## SUPPLIED MATERIAL
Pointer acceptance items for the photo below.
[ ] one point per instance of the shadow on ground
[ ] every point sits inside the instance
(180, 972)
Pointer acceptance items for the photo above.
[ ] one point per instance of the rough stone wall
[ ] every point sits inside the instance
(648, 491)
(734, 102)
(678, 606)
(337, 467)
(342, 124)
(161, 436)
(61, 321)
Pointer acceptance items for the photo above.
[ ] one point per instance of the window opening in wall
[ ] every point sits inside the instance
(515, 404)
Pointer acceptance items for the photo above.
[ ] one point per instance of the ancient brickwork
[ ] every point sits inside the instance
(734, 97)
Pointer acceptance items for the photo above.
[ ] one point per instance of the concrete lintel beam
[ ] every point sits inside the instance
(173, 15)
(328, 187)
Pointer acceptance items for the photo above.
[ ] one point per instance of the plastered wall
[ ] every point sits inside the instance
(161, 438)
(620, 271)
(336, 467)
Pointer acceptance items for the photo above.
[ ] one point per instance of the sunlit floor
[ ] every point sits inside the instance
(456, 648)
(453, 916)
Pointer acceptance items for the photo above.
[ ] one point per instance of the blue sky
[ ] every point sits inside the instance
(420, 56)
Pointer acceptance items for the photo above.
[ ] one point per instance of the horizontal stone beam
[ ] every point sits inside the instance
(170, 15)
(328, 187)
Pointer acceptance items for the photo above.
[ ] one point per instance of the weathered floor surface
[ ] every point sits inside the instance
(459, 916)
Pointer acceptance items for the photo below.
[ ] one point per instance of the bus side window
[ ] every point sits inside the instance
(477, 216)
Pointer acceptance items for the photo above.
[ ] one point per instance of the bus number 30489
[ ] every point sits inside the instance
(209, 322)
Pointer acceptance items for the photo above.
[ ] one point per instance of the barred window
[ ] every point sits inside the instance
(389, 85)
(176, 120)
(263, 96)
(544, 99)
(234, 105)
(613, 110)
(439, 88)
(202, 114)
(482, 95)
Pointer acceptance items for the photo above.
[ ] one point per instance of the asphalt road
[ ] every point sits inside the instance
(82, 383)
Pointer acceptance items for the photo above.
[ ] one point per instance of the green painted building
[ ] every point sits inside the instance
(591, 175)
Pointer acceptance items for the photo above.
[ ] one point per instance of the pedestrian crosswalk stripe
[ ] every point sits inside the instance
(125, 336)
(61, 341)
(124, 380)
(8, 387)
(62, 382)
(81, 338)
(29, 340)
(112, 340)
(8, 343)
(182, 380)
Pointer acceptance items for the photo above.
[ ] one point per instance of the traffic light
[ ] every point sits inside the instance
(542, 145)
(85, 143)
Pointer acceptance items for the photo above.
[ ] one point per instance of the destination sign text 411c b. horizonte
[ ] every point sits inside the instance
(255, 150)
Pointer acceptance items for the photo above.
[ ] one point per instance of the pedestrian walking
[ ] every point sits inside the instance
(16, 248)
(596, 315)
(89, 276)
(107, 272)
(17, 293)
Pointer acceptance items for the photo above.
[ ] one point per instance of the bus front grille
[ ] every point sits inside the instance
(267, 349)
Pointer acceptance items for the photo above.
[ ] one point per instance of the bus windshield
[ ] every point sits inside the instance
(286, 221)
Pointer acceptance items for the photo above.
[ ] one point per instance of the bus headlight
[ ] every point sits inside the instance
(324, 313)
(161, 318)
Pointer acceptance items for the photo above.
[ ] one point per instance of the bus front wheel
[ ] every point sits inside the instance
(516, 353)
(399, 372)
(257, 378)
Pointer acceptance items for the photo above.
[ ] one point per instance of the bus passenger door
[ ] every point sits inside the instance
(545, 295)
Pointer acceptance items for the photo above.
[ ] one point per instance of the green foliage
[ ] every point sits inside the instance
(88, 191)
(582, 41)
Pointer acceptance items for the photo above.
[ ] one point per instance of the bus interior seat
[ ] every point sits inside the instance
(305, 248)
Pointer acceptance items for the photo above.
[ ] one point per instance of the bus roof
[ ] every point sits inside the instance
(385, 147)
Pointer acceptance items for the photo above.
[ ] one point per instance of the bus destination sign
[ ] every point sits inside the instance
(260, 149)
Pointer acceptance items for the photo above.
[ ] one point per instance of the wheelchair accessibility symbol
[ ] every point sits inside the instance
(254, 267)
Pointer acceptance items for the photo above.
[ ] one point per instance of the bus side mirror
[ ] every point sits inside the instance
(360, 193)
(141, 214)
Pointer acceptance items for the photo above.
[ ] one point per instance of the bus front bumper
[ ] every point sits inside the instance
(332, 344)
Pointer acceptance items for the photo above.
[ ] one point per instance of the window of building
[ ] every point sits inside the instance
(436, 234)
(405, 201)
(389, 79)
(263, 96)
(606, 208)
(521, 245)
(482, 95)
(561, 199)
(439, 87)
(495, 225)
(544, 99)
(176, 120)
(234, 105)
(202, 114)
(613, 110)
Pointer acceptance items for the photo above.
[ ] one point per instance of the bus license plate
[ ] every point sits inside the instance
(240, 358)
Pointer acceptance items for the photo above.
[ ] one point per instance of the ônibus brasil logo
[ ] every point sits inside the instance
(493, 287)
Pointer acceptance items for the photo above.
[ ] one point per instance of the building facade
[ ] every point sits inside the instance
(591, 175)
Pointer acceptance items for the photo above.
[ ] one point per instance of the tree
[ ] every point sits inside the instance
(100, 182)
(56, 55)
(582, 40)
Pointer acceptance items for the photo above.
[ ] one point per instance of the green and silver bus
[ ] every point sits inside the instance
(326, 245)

## YOUR OBJECTIVE
All of the data above should be transcribed exactly.

## EXERCISE RESPONSE
Pointer acceptance items for the photo below.
[ ] one point per instance of the shadow on ground
[ ] every point sits inside the instance
(180, 972)
Pointer acceptance items for the photo above.
[ ] one point per instance of the rough stone wall
[ ] every point sits inside the instance
(648, 491)
(734, 102)
(678, 606)
(337, 467)
(342, 124)
(161, 436)
(61, 321)
Pointer acceptance items for the photo above.
[ ] one point per instance of the window opening in wall
[ ] every point sits inside the instance
(515, 404)
Pointer acceptance items for the photo above.
[ ] one point per instance of the ancient brickwork
[ ] every point sits inside the instance
(734, 97)
Pointer acceptance items for the photo above.
[ ] one point per instance of the concrete lintel beam
[ ] every point sits inside the instance
(173, 15)
(328, 187)
Pointer acceptance items for the photo above.
[ ] one point per instance of the plastered wall
[ ] every point sits inside the instance
(161, 438)
(620, 271)
(336, 467)
Pointer acceptance items for the photo above.
[ ] one point per instance of the sunlit floor
[ ] every point sits inside the instance
(456, 648)
(453, 916)
Pointer acceptance items for the photo above.
[ ] one point per instance of the blue sky
[ ] every point sits inside the instance
(420, 56)
Pointer acceptance items for the photo above.
[ ] one point per instance of the horizontal stone beam
[ ] every point sits inside the instance
(170, 15)
(328, 187)
Pointer acceptance items for the photo above.
[ ] one point per instance of the weathered floor surface
[ ] every point sits inside the instance
(459, 916)
Pointer acceptance items for the photo below.
[ ] one point per instance of the bus side window
[ ] every point sits inside the instance
(477, 216)
Pointer acceptance items for the photo above.
[ ] one point per instance of the bus number 30489
[ ] every point sits inside the instance
(209, 322)
Pointer acceptance items for the photo above.
[ ] one point per instance of the barred window
[ ] every point sits inside the instance
(389, 85)
(176, 120)
(263, 96)
(544, 99)
(234, 105)
(613, 110)
(439, 88)
(202, 114)
(482, 95)
Pointer acceptance items for the photo above.
[ ] one point per instance of the asphalt road
[ ] every point sits inside the instance
(82, 383)
Pointer acceptance items for the photo above.
[ ] one point per instance of the green painted building
[ ] every point sits inside the instance
(591, 175)
Pointer acceptance items for the photo above.
[ ] one point per instance of the pedestrian crosswalk stripe
[ ] every point sits inside the instance
(125, 336)
(61, 341)
(124, 380)
(8, 387)
(62, 382)
(81, 338)
(29, 340)
(112, 340)
(8, 343)
(182, 380)
Pointer acceptance items for the photo above.
[ ] one point per instance of the traffic light
[ ] every point sits inside the instance
(542, 145)
(85, 143)
Pointer acceptance items for the photo above.
[ ] one point per instance of the destination sign text 411c b. horizonte
[ ] every point sits inside the instance
(255, 150)
Pointer acceptance items for the photo above.
[ ] one point per instance of the pedestrian walking
[ ] every point sits inside the instance
(16, 248)
(596, 315)
(89, 276)
(107, 272)
(17, 293)
Pointer acceptance items for the photo above.
[ ] one point per instance of the bus front grille
[ ] every point sits inside the instance
(267, 349)
Pointer acceptance items for the photo above.
[ ] one point per instance of the bus windshield
[ ] every point sits inside the instance
(286, 221)
Pointer acceptance items for the photo above.
[ ] one point per instance of the bus headlight
[ ] every point sits inside the instance
(324, 313)
(161, 318)
Pointer acceptance items for the photo above.
[ ] one point per instance of the bus front wheel
[ ] every point sits inside the instance
(516, 353)
(399, 372)
(257, 378)
Pointer acceptance items for the photo above.
[ ] one point per instance of the bus passenger door
[ ] every point sits inside the instance
(545, 295)
Pointer acceptance items for the photo above.
[ ] one point per instance of the green foliage
[ ] every point sits inside the instance
(88, 191)
(582, 41)
Pointer acceptance items for the photo above.
[ ] one point per instance of the bus interior seat
[ ] every point sits inside the instance
(305, 248)
Pointer acceptance items for the photo above.
[ ] one point per instance of the bus roof
[ ] every point sits inside the instance
(385, 147)
Pointer acceptance items for the photo above.
[ ] one point per instance of the bus destination sign
[ ] every point sits inside the instance
(260, 149)
Pointer acceptance items for the photo above.
[ ] one point per instance of the wheelchair accessibility symbol
[ ] every point sits inside the instance
(254, 267)
Pointer acceptance items for the photo above.
[ ] one point per instance of the bus side mirror
[ ] every point sits inside the instance
(360, 193)
(141, 214)
Pointer acceptance items for the photo above.
[ ] one point per instance of the bus front bumper
[ ] every point sits inside the instance
(332, 344)
Pointer acceptance items for the photo above.
[ ] one point per instance of the window of building
[ ] every point sits inside the instance
(436, 234)
(405, 201)
(389, 79)
(263, 96)
(606, 208)
(521, 245)
(482, 95)
(561, 199)
(439, 87)
(495, 225)
(544, 99)
(176, 120)
(234, 105)
(202, 114)
(613, 110)
Pointer acceptance items for the photo above.
[ ] one point per instance of the bus license plate
[ ] every point sits inside the instance
(240, 358)
Pointer acceptance items for the photo above.
[ ] one point per instance of the ônibus brasil logo
[ ] every point sits inside the instance
(493, 287)
Pointer acceptance items for the photo above.
[ ] one point per instance of the building facade
[ ] every point sits inside the instance
(591, 175)
Pointer acceptance items for the photo above.
[ ] one point per instance of the tree
[ ] every point sits inside the instance
(100, 182)
(56, 55)
(582, 40)
Pointer acceptance items for the photo above.
[ ] one point per instance of the green and silver bus
[ ] every point sits inside the instance
(326, 245)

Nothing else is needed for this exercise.